» **Dataset records**:

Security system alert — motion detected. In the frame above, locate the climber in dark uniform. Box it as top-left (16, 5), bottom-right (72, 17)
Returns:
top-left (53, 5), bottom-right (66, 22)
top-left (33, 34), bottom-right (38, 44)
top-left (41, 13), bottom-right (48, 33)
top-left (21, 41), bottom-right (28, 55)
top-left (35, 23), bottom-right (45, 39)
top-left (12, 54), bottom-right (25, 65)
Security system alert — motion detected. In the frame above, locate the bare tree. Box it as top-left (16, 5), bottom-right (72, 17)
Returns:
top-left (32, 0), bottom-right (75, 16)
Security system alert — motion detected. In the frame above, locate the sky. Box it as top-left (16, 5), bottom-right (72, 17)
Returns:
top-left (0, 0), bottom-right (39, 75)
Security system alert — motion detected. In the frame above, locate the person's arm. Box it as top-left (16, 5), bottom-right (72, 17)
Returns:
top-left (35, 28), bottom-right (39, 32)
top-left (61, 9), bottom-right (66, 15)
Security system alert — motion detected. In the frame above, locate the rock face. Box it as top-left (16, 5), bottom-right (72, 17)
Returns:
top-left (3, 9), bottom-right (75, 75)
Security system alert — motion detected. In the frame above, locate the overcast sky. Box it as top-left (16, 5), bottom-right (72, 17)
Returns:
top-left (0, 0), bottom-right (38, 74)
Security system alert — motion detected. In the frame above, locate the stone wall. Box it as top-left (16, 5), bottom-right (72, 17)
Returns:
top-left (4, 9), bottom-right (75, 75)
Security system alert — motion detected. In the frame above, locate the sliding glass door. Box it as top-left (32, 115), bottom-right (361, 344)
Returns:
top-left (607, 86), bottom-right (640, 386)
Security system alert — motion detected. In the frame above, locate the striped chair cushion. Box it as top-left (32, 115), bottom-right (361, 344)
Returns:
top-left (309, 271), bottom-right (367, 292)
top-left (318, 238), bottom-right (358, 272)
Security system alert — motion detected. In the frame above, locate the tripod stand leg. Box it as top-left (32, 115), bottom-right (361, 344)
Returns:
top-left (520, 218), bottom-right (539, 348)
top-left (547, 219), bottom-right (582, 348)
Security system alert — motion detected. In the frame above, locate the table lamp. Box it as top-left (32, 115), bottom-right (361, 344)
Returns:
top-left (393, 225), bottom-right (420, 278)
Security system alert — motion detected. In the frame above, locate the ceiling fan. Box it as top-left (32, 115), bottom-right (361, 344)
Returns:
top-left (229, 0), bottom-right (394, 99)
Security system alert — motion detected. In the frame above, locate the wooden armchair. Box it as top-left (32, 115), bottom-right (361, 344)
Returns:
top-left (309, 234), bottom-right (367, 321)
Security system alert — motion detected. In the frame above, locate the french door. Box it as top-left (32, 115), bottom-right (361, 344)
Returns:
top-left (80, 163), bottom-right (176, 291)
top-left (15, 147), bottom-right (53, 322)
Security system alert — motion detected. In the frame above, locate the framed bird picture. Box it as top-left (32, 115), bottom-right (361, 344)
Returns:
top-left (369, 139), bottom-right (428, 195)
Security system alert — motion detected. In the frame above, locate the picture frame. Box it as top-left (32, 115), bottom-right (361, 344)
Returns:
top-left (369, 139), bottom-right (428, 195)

» **To be done**: Retype all of the records above word for word, changing nothing.

» **Finished task**:
Security system alert — motion detected. In the frame above, locate the climber in dark uniform. Box it as top-left (16, 5), bottom-right (72, 17)
Returns:
top-left (53, 5), bottom-right (66, 22)
top-left (33, 34), bottom-right (38, 44)
top-left (41, 13), bottom-right (48, 33)
top-left (21, 41), bottom-right (28, 55)
top-left (35, 23), bottom-right (45, 39)
top-left (12, 54), bottom-right (25, 65)
Security system alert — motion detected. In the frame above, locate the bare tree. Box it as top-left (16, 5), bottom-right (72, 17)
Returns:
top-left (32, 0), bottom-right (75, 16)
Security system alert — motion detected. In the frame above, locate the sky. Box it as top-left (16, 5), bottom-right (72, 17)
Returns:
top-left (0, 0), bottom-right (39, 75)
Security system alert — motion detected. In the frame above, locate the person's arm. Box it as top-left (16, 5), bottom-right (72, 17)
Returns:
top-left (35, 28), bottom-right (39, 32)
top-left (61, 9), bottom-right (66, 15)
Security system alert — motion detected. In the frame above, locate the rock face. Box it as top-left (16, 5), bottom-right (72, 17)
Returns:
top-left (3, 9), bottom-right (75, 75)
Security system alert — motion detected. In the frame above, locate the overcast sky. Box it as top-left (16, 5), bottom-right (72, 17)
Returns:
top-left (0, 0), bottom-right (38, 74)
Security system alert — motion detected. In the frame above, locate the stone wall. Box it as top-left (16, 5), bottom-right (72, 17)
Returns:
top-left (4, 9), bottom-right (75, 75)
Security system alert — motion detected. In the frame above, locate the sliding glass door. Box it as top-left (32, 115), bottom-right (361, 344)
Returns:
top-left (607, 86), bottom-right (640, 386)
Security system alert — motion detected. In the frame above, locate the striped chair cushion. Box it as top-left (32, 115), bottom-right (361, 344)
Returns:
top-left (309, 271), bottom-right (367, 292)
top-left (318, 238), bottom-right (358, 272)
Security system alert — motion detected. In the frame above, locate the tripod stand leg. Box it as top-left (32, 115), bottom-right (361, 344)
Returns:
top-left (520, 218), bottom-right (539, 348)
top-left (547, 219), bottom-right (582, 348)
Security system alert — motion detected. In the frame above, locate the table lamp. Box it as top-left (32, 115), bottom-right (361, 344)
Returns:
top-left (393, 225), bottom-right (420, 278)
Security system alert — motion detected. In the frame above, locate the ceiling fan. Box it as top-left (32, 115), bottom-right (361, 344)
Returns:
top-left (229, 0), bottom-right (394, 99)
Security system alert — motion detected. In the frame above, locate the wooden armchair. Box it as top-left (32, 115), bottom-right (361, 344)
Returns:
top-left (309, 234), bottom-right (367, 321)
Security system alert — motion detected. In the frame above, locate the french door. Box it as top-left (32, 115), bottom-right (361, 344)
Returns:
top-left (80, 163), bottom-right (176, 291)
top-left (15, 147), bottom-right (53, 322)
Security system alert — motion detected. In the frame above, locate the framed bird picture. Box it as top-left (32, 115), bottom-right (361, 344)
Returns:
top-left (369, 139), bottom-right (428, 195)
Security system alert — motion detected. In the frame above, locate the picture frame. Box it as top-left (32, 115), bottom-right (361, 344)
Returns:
top-left (369, 139), bottom-right (428, 195)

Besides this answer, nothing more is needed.